小任务 1 —
找出下面记录里含有字符串"mountain"的每一行,把这些行一字不改地抄出来。

展示文本 —
========================================
主持人:小杨错在哪儿了呢?小杨到底错在哪儿呢?
陈律师:他错在自己不认为自己有错。
主持人:还有什么错吗?我跟小杨谈完之后,你知道我特别深的感觉是什么吗?陈露刚才说了,60岁的男人的眼泪不是轻易流下来的,其实我看父亲流泪的时候,他其实非常痛恨自己,他觉得他在教育方面可能出问题了。我们现场的观众可能有很多的话要说,让我们听听现场的这些热心的观众,还有那些想帮助你的人,在听了今天的故事之后,他们想对你说什么。然后我们再试着跟你的父亲联系,可以吗?
小杨:嗯。
主持人:张先生,您有什么要说的吗?
张太太:我说两句吧。听了刚才的对话以后,我觉得我挺激动的。我们看了前面的两期节目,觉得小杨最需要的东西可能是房子,可能是钱,也可能是一份工作,但是通过今天的节目,我们觉得小杨最需要的应该是学会怎么做人,应该学会理解,学会关爱,学会尊敬,学会感激,学会感恩。我觉得这些做人的东西对于一个年轻人来讲才是最重要的,比其他东西更重要一些。因为只有有了这些东西,他以后才可以很好地面对将来的生活、将来的人生。对于小杨的父亲来讲,我觉得他对孩子还是有爱的,但是我觉得,他对孩子的教育是缺乏的,仅有生活上的爱是不够的,在心理素质、教育、沟通、理解这方面的爱更为重要,比其他方面更重要,只有这样,我觉得一个孩子才能更健康地成长和发展。
主持人:还有什么要说吗?
刘丹丹:可能大家和小杨是第一次见面,我和他见面的机会比较多一点,比较长一点。从第一次见面,我就发现小杨有不安全感,他在任何地方都没有安全感,他在怕。以前我以为是他找不到父亲,被遗弃了,他在怕;但是我现在知道,可能因为他的个人成长经历给他造成了不安全感,他和父亲生活在一起的时候,没有那种像普通的孩子在父母身边的很安心的感觉。他在恐惧,因为他不知道什么时候父亲像轰哥哥那样把他轰走。他在家里感觉自己始终是一个外来者,他惟一能抓住的,觉得能确保自己权利的,能让自己在这个家里生存下去的就是能把自己的户口迁过来,能在这个家里有一席之地。但是就这个情况,小杨的父亲,我刚才也听了,没有和小杨做过沟通。
========================================
小任务 2 —
上面这段访谈里,刘丹丹说她从第一次见面就发现小杨有什么问题?

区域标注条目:
========================================
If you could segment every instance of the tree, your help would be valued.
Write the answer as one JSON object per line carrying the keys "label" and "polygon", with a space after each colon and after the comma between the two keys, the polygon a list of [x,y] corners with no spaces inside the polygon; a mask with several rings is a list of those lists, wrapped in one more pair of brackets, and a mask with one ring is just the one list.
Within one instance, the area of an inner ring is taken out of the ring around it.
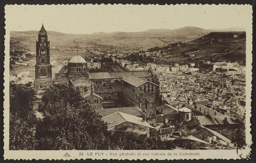
{"label": "tree", "polygon": [[32,121],[35,119],[33,114],[31,114],[31,121],[25,120],[18,115],[10,115],[10,150],[35,150],[38,145],[35,138],[35,127]]}
{"label": "tree", "polygon": [[[39,140],[37,150],[108,149],[106,124],[93,108],[82,104],[80,94],[72,89],[55,87],[42,97],[46,102],[41,111],[45,117],[36,127],[36,138]],[[71,99],[76,101],[70,104]]]}
{"label": "tree", "polygon": [[163,149],[161,140],[156,136],[147,137],[120,129],[113,131],[110,137],[110,149],[112,150],[156,150]]}
{"label": "tree", "polygon": [[[45,109],[49,103],[54,103],[63,100],[65,105],[79,106],[82,101],[82,97],[79,92],[76,91],[71,86],[65,85],[55,85],[46,91],[42,97]],[[41,111],[42,110],[38,110]]]}
{"label": "tree", "polygon": [[32,88],[22,84],[10,84],[10,113],[22,119],[33,112],[31,102],[35,97]]}
{"label": "tree", "polygon": [[244,122],[238,120],[237,128],[236,129],[232,141],[236,143],[238,148],[242,148],[245,145],[245,126]]}

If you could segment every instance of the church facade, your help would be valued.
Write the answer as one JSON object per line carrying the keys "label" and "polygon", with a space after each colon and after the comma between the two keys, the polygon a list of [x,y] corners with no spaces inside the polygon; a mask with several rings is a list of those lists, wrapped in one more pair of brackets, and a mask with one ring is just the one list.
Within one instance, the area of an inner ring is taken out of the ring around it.
{"label": "church facade", "polygon": [[53,84],[70,85],[81,93],[86,103],[97,108],[104,105],[111,107],[111,104],[118,102],[116,103],[146,109],[153,107],[153,101],[158,96],[159,85],[154,82],[150,70],[91,73],[88,70],[91,68],[91,63],[87,63],[78,54],[55,74],[53,81],[50,64],[50,42],[43,26],[36,42],[36,54],[34,82],[36,90],[45,89]]}

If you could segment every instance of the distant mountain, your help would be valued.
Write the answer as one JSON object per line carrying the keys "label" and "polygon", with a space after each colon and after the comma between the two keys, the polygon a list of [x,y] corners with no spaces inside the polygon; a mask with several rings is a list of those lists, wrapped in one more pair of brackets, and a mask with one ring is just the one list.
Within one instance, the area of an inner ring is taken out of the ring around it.
{"label": "distant mountain", "polygon": [[172,30],[168,29],[151,29],[142,32],[169,32],[172,31]]}
{"label": "distant mountain", "polygon": [[223,31],[223,32],[242,32],[245,31],[245,28],[229,28],[224,29],[211,29],[208,30],[213,31]]}
{"label": "distant mountain", "polygon": [[[235,28],[224,29],[235,30]],[[152,48],[166,46],[170,43],[187,42],[200,38],[214,30],[205,30],[195,27],[185,27],[177,29],[150,29],[138,32],[95,32],[91,34],[70,34],[55,31],[47,31],[48,38],[56,47],[73,47],[78,42],[94,46],[112,45],[125,49],[135,48]],[[10,36],[14,40],[32,42],[36,40],[38,31],[11,31]]]}

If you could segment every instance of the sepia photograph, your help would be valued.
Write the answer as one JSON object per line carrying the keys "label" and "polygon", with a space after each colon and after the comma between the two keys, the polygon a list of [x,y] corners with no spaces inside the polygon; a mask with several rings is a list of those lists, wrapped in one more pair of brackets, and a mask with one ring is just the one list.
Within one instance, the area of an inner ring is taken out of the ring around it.
{"label": "sepia photograph", "polygon": [[7,158],[248,157],[251,6],[5,8]]}

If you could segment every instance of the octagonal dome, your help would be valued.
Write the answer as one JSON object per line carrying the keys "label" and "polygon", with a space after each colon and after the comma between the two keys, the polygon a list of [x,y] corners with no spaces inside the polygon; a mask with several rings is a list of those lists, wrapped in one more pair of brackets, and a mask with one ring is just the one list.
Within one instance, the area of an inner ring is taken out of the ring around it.
{"label": "octagonal dome", "polygon": [[80,56],[77,55],[73,57],[69,61],[70,63],[86,63],[86,60]]}

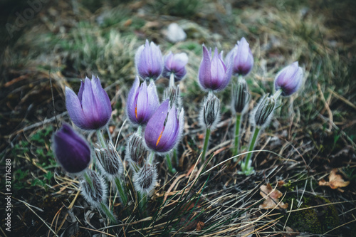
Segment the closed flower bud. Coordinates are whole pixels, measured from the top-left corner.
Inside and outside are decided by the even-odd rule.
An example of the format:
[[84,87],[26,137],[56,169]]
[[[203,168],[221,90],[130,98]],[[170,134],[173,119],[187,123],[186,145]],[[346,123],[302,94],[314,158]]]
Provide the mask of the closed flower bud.
[[273,98],[266,95],[257,105],[254,113],[254,122],[256,126],[266,126],[272,117],[273,112],[276,107]]
[[211,57],[211,49],[203,46],[203,59],[200,63],[199,82],[200,87],[204,90],[219,91],[224,89],[231,78],[231,60],[227,66],[222,59],[222,52],[219,54],[215,48],[214,57]]
[[234,84],[231,96],[232,112],[239,114],[245,112],[250,100],[250,93],[245,80],[240,79],[236,84]]
[[67,172],[79,173],[90,163],[90,148],[85,139],[67,124],[53,136],[53,150],[57,162]]
[[126,146],[126,160],[136,172],[142,166],[147,149],[141,135],[135,132],[129,138]]
[[184,110],[179,112],[175,105],[171,107],[166,100],[148,121],[145,141],[148,148],[161,154],[169,152],[180,139],[183,131]]
[[174,75],[174,81],[182,80],[187,75],[185,65],[188,63],[188,56],[185,53],[173,54],[169,52],[164,58],[164,67],[163,76],[169,78],[171,74]]
[[303,83],[303,69],[298,62],[282,69],[276,76],[276,90],[281,90],[283,96],[289,96],[295,93]]
[[114,180],[115,177],[122,174],[124,171],[122,162],[117,152],[111,144],[109,144],[107,148],[95,148],[95,154],[101,174],[108,180]]
[[169,105],[174,106],[179,110],[182,108],[182,100],[179,93],[179,85],[177,87],[169,87],[163,91],[163,100],[169,100]]
[[153,42],[141,46],[135,56],[135,64],[137,73],[145,80],[156,80],[163,70],[163,57],[159,46]]
[[93,206],[106,201],[106,185],[97,172],[88,169],[87,177],[80,180],[80,190],[84,199]]
[[253,56],[245,38],[237,41],[235,47],[227,54],[226,61],[229,62],[230,58],[232,60],[233,74],[245,76],[251,72],[253,67]]
[[146,125],[159,105],[155,83],[150,82],[147,87],[145,81],[140,85],[136,77],[127,96],[126,113],[130,121],[135,125]]
[[135,190],[144,194],[150,194],[155,189],[157,182],[157,174],[153,164],[148,163],[134,174]]
[[77,95],[66,88],[66,106],[73,122],[83,130],[94,130],[105,126],[111,117],[109,96],[99,78],[85,78]]
[[213,93],[204,97],[200,110],[200,123],[210,130],[214,130],[220,120],[220,100]]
========================================
任务回答 1 —
If you could segment every instance of the distant mountain, your help would be valued.
{"label": "distant mountain", "polygon": [[172,30],[168,29],[151,29],[142,32],[169,32],[172,31]]}
{"label": "distant mountain", "polygon": [[223,31],[223,32],[242,32],[245,31],[245,28],[229,28],[224,29],[211,29],[208,30],[213,31]]}
{"label": "distant mountain", "polygon": [[[235,28],[224,29],[235,30]],[[152,48],[166,46],[170,43],[187,42],[200,38],[214,30],[205,30],[195,27],[185,27],[177,29],[150,29],[138,32],[95,32],[91,34],[70,34],[55,31],[47,31],[48,38],[56,47],[73,47],[78,42],[94,46],[112,45],[125,49],[135,48]],[[10,36],[14,40],[32,42],[36,40],[38,31],[11,31]]]}

任务回答 2 —
她发现小杨有不安全感,在任何地方都没有安全感。